> [INSTRUCTIONS TO FOLLOW]: Please reproduce the full article below on Alec Robitaille's plans for medical school, keeping every word and line unchanged.

> [PASSAGE FOR REVIEW]:
==================================================
HWS News
9 April 2021 • STEM Robitaille '21 Pursues Med School with Air Force Support
Through the U.S. Air Force’s Commissioned Officer Training program, Alec Robitaille ’21 has earned a scholarship that will support his medical school and master’s in public health education at Midwestern University.
This fall, Alec Robitaille ’21 will begin medical school at Midwestern University, where he will also pursue a master’s degree in public health. His graduate education will be funded in full through a scholarship from the U.S. Air Force’s Commissioned Officer Training program, a five-and-a-half-week program designed to ease the transition from the private sector into military life.
“The wealth of opportunity and academic rigor here at HWS have been crucial in preparing me for this next step. I am extremely grateful to my coaches, professors, friends and family for helping me along the way,” he says.
At HWS, Robitaille’s research journey began the summer he undertook a project supported through the Guaranteed Internship Program. Based at the University of Montreal, he spent six weeks in the lab studying toxicology, an experience that sparked his interest in research and inspired him to pursue a major in biochemistry.
Back on campus, it was a lecture on hemoglobin that propelled Robitaille’s subsequent research, culminating in his Honors project focused on the biochemical mechanisms behind the metabolic process. He is currently completing his Honors thesis under the guidance of his research adviser, Associate Professor of Chemistry Kristin Slade.
Fueling his passion for lab work and for science as a whole, Robitaille’s research has not only shaped his academic career at HWS but provided a springboard for medical and graduate school after graduation.
==================================================
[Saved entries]
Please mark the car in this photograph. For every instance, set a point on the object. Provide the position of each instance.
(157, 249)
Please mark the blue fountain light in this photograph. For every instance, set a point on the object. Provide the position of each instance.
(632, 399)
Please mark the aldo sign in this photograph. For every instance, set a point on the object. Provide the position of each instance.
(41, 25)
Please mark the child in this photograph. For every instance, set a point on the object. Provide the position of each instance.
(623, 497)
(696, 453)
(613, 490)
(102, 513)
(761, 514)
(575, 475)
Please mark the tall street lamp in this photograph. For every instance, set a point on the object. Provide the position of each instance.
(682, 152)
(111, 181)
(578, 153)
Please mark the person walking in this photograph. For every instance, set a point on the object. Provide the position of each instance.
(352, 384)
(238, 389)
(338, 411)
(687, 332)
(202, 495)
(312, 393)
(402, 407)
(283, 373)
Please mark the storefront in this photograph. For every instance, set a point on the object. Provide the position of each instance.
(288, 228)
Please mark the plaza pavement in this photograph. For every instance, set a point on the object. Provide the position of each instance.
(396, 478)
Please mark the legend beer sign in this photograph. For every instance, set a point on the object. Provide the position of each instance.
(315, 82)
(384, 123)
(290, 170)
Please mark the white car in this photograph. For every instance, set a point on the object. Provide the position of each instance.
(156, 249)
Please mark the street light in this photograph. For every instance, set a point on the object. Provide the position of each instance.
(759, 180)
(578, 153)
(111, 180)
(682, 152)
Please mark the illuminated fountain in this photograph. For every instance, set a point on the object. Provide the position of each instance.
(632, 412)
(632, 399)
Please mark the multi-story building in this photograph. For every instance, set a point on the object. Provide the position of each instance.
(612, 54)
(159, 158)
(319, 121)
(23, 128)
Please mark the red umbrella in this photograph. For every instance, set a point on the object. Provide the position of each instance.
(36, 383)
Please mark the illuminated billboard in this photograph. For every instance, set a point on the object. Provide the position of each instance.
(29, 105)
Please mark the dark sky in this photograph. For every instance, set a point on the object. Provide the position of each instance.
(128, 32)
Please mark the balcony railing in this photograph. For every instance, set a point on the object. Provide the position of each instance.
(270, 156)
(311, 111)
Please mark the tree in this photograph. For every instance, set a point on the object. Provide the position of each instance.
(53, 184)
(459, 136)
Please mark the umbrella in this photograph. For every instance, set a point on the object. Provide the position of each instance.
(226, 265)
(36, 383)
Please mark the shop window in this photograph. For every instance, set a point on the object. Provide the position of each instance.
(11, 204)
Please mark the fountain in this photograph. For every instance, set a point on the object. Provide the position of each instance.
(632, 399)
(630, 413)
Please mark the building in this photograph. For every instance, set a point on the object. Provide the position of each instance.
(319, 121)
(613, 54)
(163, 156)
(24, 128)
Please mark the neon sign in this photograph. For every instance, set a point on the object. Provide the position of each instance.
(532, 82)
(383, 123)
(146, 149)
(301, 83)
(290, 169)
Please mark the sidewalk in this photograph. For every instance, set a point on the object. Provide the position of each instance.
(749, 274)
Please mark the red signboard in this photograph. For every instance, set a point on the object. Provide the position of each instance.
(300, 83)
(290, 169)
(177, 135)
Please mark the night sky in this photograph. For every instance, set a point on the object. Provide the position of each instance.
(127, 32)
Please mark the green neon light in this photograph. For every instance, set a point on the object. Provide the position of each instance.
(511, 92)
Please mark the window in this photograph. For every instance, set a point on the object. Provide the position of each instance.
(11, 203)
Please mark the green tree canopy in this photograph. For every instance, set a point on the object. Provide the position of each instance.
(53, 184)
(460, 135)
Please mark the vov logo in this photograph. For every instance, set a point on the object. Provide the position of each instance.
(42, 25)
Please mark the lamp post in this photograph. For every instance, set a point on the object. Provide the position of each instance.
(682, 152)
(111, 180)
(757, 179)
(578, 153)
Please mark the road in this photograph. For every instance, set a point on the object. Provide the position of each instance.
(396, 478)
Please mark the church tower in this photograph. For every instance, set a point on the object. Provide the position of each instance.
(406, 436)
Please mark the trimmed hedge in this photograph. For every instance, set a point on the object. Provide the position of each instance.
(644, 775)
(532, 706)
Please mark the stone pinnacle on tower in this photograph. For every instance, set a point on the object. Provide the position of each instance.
==================================================
> [OUTPUT FOR THIS EXERCISE]:
HWS News
9 April 2021 • STEM Robitaille '21 Pursues Med School with Air Force Support
Through the U.S. Air Force’s Commissioned Officer Training program, Alec Robitaille ’21 has earned a scholarship that will support his medical school and master’s in public health education at Midwestern University.
This fall, Alec Robitaille ’21 will begin medical school at Midwestern University, where he will also pursue a master’s degree in public health. His graduate education will be funded in full through a scholarship from the U.S. Air Force’s Commissioned Officer Training program, a five-and-a-half-week program designed to ease the transition from the private sector into military life.
“The wealth of opportunity and academic rigor here at HWS have been crucial in preparing me for this next step. I am extremely grateful to my coaches, professors, friends and family for helping me along the way,” he says.
At HWS, Robitaille’s research journey began the summer he undertook a project supported through the Guaranteed Internship Program. Based at the University of Montreal, he spent six weeks in the lab studying toxicology, an experience that sparked his interest in research and inspired him to pursue a major in biochemistry.
Back on campus, it was a lecture on hemoglobin that propelled Robitaille’s subsequent research, culminating in his Honors project focused on the biochemical mechanisms behind the metabolic process. He is currently completing his Honors thesis under the guidance of his research adviser, Associate Professor of Chemistry Kristin Slade.
Fueling his passion for lab work and for science as a whole, Robitaille’s research has not only shaped his academic career at HWS but provided a springboard for medical and graduate school after graduation.